-- START OF ENTRIES PROVIDED --

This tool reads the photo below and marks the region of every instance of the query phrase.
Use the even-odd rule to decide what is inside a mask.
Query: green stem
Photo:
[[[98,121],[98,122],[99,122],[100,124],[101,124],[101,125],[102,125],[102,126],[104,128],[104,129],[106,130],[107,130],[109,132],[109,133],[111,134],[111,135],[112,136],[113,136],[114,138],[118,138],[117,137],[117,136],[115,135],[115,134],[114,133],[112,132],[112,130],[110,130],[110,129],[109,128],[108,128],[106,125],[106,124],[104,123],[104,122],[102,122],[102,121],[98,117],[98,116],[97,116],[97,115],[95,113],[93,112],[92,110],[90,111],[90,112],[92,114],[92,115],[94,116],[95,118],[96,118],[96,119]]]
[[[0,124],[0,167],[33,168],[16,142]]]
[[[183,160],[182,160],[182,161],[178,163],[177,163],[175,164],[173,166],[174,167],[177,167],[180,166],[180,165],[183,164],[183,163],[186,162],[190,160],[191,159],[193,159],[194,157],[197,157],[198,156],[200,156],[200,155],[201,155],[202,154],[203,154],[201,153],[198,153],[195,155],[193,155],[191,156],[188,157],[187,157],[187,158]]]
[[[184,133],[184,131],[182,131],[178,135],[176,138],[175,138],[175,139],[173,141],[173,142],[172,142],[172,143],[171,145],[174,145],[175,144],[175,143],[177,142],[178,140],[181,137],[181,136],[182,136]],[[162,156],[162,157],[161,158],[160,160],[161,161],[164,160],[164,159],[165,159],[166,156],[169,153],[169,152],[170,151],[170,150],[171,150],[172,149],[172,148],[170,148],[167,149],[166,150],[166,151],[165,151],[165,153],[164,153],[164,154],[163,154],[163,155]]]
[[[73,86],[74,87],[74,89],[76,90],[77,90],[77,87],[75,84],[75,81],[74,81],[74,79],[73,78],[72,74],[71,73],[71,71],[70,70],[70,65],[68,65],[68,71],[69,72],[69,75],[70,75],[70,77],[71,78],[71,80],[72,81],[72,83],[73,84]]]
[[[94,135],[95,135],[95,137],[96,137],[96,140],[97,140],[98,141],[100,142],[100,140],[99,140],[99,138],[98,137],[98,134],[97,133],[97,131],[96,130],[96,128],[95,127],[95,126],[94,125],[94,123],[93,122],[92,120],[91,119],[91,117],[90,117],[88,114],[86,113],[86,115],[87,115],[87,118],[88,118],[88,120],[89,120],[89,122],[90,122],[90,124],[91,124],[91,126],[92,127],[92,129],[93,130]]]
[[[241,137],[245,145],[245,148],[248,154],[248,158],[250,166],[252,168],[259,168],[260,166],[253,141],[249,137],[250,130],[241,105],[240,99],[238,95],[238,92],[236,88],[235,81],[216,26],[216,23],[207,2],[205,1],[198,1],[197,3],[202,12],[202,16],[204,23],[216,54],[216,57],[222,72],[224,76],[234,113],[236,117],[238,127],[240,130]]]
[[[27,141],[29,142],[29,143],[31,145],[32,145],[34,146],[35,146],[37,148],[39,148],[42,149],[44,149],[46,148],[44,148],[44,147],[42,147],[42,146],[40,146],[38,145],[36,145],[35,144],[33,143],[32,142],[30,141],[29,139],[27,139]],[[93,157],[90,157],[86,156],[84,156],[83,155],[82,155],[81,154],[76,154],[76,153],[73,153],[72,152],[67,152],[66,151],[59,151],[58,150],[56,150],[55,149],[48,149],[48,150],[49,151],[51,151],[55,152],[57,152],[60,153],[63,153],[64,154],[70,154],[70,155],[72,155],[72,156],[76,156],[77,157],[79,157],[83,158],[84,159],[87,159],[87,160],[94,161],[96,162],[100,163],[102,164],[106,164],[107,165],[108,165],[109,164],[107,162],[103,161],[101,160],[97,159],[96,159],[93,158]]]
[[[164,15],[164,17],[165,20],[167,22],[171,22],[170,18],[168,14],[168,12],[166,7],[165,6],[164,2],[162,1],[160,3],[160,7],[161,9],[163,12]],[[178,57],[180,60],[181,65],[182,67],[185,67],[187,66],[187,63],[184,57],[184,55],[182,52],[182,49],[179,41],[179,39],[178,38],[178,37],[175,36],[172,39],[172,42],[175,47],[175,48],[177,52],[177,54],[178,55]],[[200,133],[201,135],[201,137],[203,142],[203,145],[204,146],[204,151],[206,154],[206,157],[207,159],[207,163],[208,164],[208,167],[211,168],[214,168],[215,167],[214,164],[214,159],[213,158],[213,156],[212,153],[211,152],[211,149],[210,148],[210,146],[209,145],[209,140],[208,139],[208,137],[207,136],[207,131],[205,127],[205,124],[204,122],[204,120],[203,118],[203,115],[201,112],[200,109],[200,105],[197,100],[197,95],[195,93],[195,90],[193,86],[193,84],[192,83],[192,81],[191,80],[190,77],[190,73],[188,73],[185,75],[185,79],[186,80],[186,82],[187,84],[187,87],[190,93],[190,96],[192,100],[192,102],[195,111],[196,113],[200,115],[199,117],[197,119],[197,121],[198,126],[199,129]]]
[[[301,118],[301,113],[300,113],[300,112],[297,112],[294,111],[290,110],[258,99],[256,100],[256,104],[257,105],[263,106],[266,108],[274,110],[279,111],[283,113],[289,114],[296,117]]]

-- END OF ENTRIES PROVIDED --

Please identify every line above that contains the string "even", treating case as significant, and copy each such line.

OUTPUT OF THE TASK ->
Use the even-odd rule to decide what is inside a mask.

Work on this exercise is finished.